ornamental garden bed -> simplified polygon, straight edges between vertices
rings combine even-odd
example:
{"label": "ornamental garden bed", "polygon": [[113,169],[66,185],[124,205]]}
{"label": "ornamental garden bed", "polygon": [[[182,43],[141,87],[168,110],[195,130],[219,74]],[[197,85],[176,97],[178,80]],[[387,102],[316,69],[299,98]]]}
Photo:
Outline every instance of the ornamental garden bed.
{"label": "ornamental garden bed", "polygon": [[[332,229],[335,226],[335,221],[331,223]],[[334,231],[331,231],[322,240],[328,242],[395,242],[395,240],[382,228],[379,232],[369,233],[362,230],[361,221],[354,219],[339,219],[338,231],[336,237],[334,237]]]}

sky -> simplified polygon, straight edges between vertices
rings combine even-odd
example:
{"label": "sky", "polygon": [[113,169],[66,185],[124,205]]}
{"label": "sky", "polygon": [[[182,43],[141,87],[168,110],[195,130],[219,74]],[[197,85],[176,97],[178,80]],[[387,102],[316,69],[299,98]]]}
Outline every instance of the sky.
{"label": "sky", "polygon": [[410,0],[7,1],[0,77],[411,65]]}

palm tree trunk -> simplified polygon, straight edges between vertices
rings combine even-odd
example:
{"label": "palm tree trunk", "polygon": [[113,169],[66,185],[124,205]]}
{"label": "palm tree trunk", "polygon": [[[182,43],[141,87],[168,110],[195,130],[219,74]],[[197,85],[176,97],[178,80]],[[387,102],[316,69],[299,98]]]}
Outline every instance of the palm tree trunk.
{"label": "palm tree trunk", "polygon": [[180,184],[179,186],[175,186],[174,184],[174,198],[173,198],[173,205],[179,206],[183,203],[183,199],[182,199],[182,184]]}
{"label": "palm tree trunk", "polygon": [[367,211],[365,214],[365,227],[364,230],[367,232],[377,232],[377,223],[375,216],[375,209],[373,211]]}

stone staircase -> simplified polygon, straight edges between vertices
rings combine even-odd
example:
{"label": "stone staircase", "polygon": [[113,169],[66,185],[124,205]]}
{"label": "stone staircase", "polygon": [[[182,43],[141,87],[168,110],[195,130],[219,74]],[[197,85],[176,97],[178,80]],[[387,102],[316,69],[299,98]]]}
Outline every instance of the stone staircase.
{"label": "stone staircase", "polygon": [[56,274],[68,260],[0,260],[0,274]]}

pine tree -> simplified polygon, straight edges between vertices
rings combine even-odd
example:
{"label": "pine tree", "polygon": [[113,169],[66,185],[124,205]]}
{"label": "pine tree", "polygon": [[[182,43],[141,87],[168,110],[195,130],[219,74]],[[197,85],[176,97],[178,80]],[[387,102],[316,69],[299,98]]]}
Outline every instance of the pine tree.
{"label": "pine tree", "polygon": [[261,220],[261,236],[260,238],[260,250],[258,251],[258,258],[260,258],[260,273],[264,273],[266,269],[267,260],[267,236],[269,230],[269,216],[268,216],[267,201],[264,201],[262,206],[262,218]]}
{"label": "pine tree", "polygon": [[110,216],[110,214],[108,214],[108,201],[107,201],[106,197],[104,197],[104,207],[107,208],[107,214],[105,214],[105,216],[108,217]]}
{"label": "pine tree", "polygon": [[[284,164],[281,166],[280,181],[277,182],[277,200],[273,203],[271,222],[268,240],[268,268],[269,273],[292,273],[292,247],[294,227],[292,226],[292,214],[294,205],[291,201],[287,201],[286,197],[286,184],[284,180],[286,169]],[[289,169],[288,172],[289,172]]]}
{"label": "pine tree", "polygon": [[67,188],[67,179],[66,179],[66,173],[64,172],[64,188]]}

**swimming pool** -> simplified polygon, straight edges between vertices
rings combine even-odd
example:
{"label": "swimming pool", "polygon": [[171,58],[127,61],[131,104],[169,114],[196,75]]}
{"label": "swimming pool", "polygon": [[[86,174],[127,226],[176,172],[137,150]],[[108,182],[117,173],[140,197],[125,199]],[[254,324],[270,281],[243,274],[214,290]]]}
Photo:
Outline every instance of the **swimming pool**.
··········
Short task:
Find every line in the data above that contains the string "trunk" and copy each of those lines. Case counts.

Response:
palm tree trunk -> simplified polygon, straight edges between vertices
{"label": "palm tree trunk", "polygon": [[113,169],[66,185],[124,205]]}
{"label": "palm tree trunk", "polygon": [[[182,43],[141,87],[168,110],[195,130],[219,74]],[[197,85],[176,97],[178,80]],[[387,102],[316,69],[299,98]]]}
Outline every instance of the palm tree trunk.
{"label": "palm tree trunk", "polygon": [[180,184],[179,186],[175,186],[174,184],[174,198],[173,198],[173,205],[179,206],[183,203],[183,199],[182,199],[182,184]]}
{"label": "palm tree trunk", "polygon": [[367,211],[365,214],[365,227],[364,230],[367,232],[377,232],[377,223],[375,216],[375,209],[373,211]]}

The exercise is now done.